WORK TO COMPLETE
The answer should be one number only, namely how many lines of the records hold the word "exactly".

[Dataset entries]
•••

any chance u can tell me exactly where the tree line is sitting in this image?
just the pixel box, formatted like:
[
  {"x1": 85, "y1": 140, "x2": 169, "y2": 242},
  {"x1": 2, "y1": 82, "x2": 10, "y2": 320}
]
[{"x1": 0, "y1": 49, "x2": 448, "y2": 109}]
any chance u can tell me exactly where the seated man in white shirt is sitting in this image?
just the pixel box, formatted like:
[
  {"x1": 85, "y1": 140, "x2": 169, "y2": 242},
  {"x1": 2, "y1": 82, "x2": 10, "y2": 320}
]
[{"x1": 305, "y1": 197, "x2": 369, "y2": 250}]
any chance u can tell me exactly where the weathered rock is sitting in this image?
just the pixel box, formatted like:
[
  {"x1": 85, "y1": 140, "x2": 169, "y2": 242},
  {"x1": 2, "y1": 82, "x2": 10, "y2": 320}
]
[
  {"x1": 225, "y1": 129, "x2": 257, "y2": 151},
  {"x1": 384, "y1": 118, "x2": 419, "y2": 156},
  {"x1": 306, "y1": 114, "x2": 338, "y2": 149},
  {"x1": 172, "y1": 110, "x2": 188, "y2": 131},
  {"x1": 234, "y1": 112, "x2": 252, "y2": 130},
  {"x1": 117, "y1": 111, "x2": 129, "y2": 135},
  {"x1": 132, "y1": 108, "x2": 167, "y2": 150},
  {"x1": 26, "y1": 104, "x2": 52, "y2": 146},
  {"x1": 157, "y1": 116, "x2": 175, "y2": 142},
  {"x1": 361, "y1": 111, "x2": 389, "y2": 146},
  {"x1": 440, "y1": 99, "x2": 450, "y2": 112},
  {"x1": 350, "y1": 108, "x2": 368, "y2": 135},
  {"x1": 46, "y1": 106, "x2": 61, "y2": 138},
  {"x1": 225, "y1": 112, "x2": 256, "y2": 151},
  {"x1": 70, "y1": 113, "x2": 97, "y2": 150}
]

•••

SOLUTION
3